**Text shown**
● ● ● ●
Or it's just that miserable, grey time of year when you feel you want to buy a stem or two of bonny blooms to take your

mind off dark days and high heating bills.

Women, in my experience, buy flowers for fun, to cheer themselves up or take folks' minds off the grimy patch on the wallpaper. Men buy them more for conscience-salving and always look a bit embarrassed carrying them.

There are times - new baby, new romance, guilty conscience, or visit to mum with your dirty washing - that you have to try

to look macho with a fistful

of freesias.

Once offered, flowers can either give the recipient days or even weeks of joy. Or they can flop within hours to be discarded along with the potato peelings. Some are so cheap you just know they're going to droop and some are thrust into cellophane in ugly mismatchings of colour, outside garages and groceries.

Some are gorgeous confections of beautifully balanced shapes and colours but they cost as much as a bottle of champagne without the guaranteed glamour and sparkle. For this week's consumer test, we bore in mind the buyer in a rush and on a budget, and set ourselves a humble ceiling of #4. We concentrated on carnations, the all-time favourite, but allowed a few other sprigs to creep in where the price looked right.

And we chose as our samplers people who really do appreciate the gift of a nice bunch of flowers.

The Cottage Homes Crookfur Estate at Newton Mearns provides a friendly, homely atmosphere to 160 people with either permanent residential, or respite care for people who worked in the fashion and department store industry.

You'll find there dignified old ladies with memories of Copeland & Lye, Rowans and Daly's and other shopping icons of Glasgow's trading past.

Although accommodation is excellent and the staff superb, they need support for their motto ''total care for life'', so keep them in mind for your Christmas charity donation or a bunch of

flowers. Our panel comprised Jean Rogerson, Jean Tennent, Helen Robertson, Robert Carlyle and Mary Rowan. Helen is the nursing manager; the rest are residents, and they all adore flowers.

We used deep pink carnations as a main theme, with a few extras.

Marks & Spencer #3.99

This was a very generous bunch of large-bloomed spray carnations in deep pink and after six days they were still looking extremely hale and hearty.

''These are beautiful,'' said Jean Rogerson. ''I'd like them in my room. Very fresh and pretty.''

Everyone agreed with her verdict and thought that although they were the most expensive of our selection, they were well worth the money.

9 out of 10

Micheleen, St Enoch's Square, mixed, bouquet, #3.50

This was a mix of carnations, spray chrysanthemums and a wee bit of greenery. It was beginning to look just a tiny bit sad around the leaves.

''It's all right,'' said Jean Tennent, ''but I don't think the colours are very well matched and it

doesn't look as fresh and bouncy as it ought.''

6 out of 10

Poppies and Posies, Argyle Street, backing on to Central Station Low Level, #3.98

This was a bunch of variegated deep pink carnations and deep red roses. After six days the roses were a disaster with unopened buds drooping dejectedly.

The carnations were okay. ''Oh dear, said Mary, ''this isn't very good, is it? Definitely dead, these roses, but we can keep the carnations for a while.''

3 out of 10

Flower seller stall at junction of Virginia Street and Argyle Street, four bunches of deep pink spray carnations, #2

The cheapest in our survey, but the four bunches didn't add up to any more than one Marks & Spencer bunch. They were alive and bright-looking after six days, but only a few of the buds

had opened.
● ● ● ●
**Record extracts**
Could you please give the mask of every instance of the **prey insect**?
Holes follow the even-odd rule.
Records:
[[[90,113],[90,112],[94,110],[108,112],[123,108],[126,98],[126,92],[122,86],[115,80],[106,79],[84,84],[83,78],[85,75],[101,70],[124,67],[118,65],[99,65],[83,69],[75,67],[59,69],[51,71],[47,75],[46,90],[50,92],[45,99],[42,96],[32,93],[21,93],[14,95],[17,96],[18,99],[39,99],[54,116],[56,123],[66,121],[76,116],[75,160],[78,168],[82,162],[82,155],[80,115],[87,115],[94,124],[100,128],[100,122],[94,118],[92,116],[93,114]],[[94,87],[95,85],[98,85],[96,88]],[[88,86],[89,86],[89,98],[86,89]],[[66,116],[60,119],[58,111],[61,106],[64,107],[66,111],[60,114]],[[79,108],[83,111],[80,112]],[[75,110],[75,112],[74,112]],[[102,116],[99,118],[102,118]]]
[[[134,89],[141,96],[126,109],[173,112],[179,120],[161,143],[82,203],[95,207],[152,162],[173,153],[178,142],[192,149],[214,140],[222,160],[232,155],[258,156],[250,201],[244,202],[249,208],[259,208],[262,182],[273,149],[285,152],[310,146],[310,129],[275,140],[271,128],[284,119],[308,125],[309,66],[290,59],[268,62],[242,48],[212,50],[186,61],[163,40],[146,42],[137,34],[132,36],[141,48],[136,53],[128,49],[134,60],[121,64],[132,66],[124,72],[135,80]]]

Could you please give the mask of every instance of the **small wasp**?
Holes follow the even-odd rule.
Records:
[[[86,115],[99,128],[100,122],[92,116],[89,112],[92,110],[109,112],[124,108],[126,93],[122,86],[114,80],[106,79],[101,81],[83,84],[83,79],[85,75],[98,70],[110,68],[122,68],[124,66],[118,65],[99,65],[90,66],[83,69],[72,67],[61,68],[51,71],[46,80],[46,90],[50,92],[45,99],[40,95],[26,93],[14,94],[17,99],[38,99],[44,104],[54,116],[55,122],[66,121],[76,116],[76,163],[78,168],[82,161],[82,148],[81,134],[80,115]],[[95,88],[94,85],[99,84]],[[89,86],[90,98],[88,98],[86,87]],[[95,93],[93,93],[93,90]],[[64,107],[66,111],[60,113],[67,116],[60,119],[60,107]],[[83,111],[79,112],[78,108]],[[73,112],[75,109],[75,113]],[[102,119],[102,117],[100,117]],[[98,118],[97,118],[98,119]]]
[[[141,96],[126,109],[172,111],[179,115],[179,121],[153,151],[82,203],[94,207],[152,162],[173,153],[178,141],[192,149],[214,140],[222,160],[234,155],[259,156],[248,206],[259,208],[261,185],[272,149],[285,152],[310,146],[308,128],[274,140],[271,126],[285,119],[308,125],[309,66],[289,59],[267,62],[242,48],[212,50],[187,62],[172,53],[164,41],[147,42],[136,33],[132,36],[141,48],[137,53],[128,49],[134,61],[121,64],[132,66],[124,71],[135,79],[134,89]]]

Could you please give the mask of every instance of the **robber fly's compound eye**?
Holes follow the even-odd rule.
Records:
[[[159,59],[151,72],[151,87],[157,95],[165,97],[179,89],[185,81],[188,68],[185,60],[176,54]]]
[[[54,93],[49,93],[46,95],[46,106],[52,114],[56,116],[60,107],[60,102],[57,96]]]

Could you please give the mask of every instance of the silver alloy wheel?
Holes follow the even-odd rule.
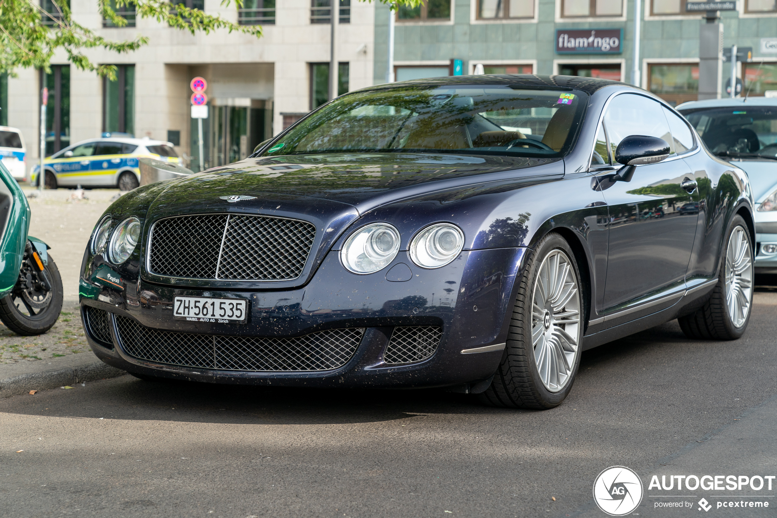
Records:
[[[747,231],[737,225],[726,251],[726,304],[735,327],[742,327],[750,312],[753,260]]]
[[[580,354],[580,290],[574,266],[563,251],[545,256],[535,280],[531,346],[542,384],[566,386]]]

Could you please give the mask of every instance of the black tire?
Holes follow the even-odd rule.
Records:
[[[749,245],[750,256],[750,286],[747,297],[749,297],[747,315],[744,323],[739,326],[732,320],[729,313],[729,301],[726,298],[726,254],[731,236],[737,228],[744,231]],[[685,335],[696,340],[736,340],[740,337],[747,329],[750,322],[750,315],[753,304],[753,281],[754,280],[754,268],[753,267],[753,243],[747,230],[744,219],[737,215],[732,218],[729,224],[726,239],[723,242],[722,257],[720,258],[720,271],[718,272],[718,283],[713,289],[713,293],[704,305],[691,315],[680,317],[678,322]]]
[[[40,175],[38,175],[37,181],[35,183],[35,185],[38,187],[40,186]],[[57,189],[57,176],[47,169],[46,180],[44,182],[44,189]]]
[[[535,285],[543,262],[546,257],[555,254],[556,251],[560,251],[566,256],[568,263],[572,266],[574,280],[577,283],[575,296],[577,297],[578,319],[577,331],[574,332],[577,344],[574,359],[570,362],[570,374],[559,390],[551,391],[545,386],[540,376],[532,345],[532,302],[535,297]],[[479,395],[482,402],[507,408],[545,409],[558,406],[566,398],[572,389],[580,366],[581,353],[580,339],[582,335],[580,330],[584,324],[581,317],[585,315],[587,307],[580,280],[577,262],[566,241],[555,232],[544,237],[537,244],[535,251],[528,259],[524,276],[518,281],[520,284],[517,295],[512,313],[509,315],[510,330],[504,355],[491,384],[485,392]],[[552,325],[556,324],[554,323]],[[570,329],[571,332],[571,328],[566,328],[566,325],[562,329]],[[543,332],[549,329],[550,326],[545,325]]]
[[[137,189],[140,185],[138,177],[135,176],[135,173],[130,172],[129,171],[121,173],[121,176],[119,176],[119,181],[117,183],[119,190],[123,191],[131,191],[133,189]]]
[[[30,263],[31,260],[33,259],[30,255],[26,252],[22,263],[23,272],[26,267],[36,272],[39,271],[37,266]],[[52,287],[51,291],[36,292],[31,288],[24,287],[21,282],[17,282],[13,290],[0,299],[0,320],[16,334],[25,336],[42,335],[51,329],[59,318],[59,314],[62,311],[62,278],[51,256],[48,256],[48,264],[44,268],[48,274],[49,282]],[[26,292],[27,299],[25,299],[25,293],[23,292]],[[50,299],[44,299],[44,301],[47,300],[47,302],[42,308],[30,305],[30,303],[28,301],[30,300],[30,294],[34,295],[36,293],[51,294]],[[48,295],[45,297],[47,297]],[[33,304],[36,304],[35,301],[33,301]]]

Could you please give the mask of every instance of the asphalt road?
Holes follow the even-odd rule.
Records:
[[[673,322],[587,352],[545,412],[130,376],[0,400],[0,516],[605,516],[591,488],[612,465],[642,475],[636,514],[706,516],[657,509],[647,482],[777,475],[777,291],[753,311],[736,342]],[[777,516],[777,484],[751,493],[772,506],[709,515]]]

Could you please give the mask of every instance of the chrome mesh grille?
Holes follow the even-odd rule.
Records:
[[[356,352],[364,328],[319,331],[297,338],[214,336],[153,329],[117,315],[122,349],[160,363],[224,370],[331,370]]]
[[[302,273],[315,226],[268,216],[205,214],[159,220],[152,231],[148,270],[223,280],[290,280]]]
[[[394,328],[383,360],[386,363],[412,363],[430,358],[440,345],[441,337],[442,330],[438,327]]]
[[[86,324],[89,328],[89,334],[95,339],[104,342],[106,346],[112,348],[113,339],[110,337],[108,311],[89,306],[85,306],[84,309],[86,311]]]

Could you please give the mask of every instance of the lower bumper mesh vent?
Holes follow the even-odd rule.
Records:
[[[297,338],[214,336],[160,331],[118,315],[116,325],[122,349],[135,358],[224,370],[331,370],[354,356],[364,334],[357,328]]]
[[[96,308],[85,307],[86,310],[86,324],[89,328],[89,334],[95,339],[103,342],[109,349],[113,347],[113,339],[110,337],[110,324],[108,320],[108,311]]]
[[[394,328],[383,353],[386,363],[412,363],[430,358],[442,337],[442,330],[433,326]]]

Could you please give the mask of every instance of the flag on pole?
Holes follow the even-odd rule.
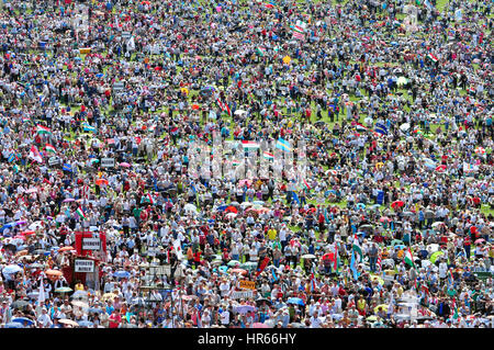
● ● ● ●
**Prompt 1**
Write down the passage of the flower-buying article between "flowers. Our panel" and "a few extras.", inclusive.
**Prompt 2**
Answer these questions from the flower-buying article:
(a) How many people does the Cottage Homes Crookfur Estate at Newton Mearns provide for?
(b) Which member of the panel is the nursing manager?
(c) What score out of 10 did the Micheleen mixed bouquet receive?
The lines above are separate from the flower-buying article.

**Expected output 1**
flowers. Our panel comprised Jean Rogerson, Jean Tennent, Helen Robertson, Robert Carlyle and Mary Rowan. Helen is the nursing manager; the rest are residents, and they all adore flowers.

We used deep pink carnations as a main theme, with a few extras.

**Expected output 2**
(a) 160
(b) Helen Robertson
(c) 6 out of 10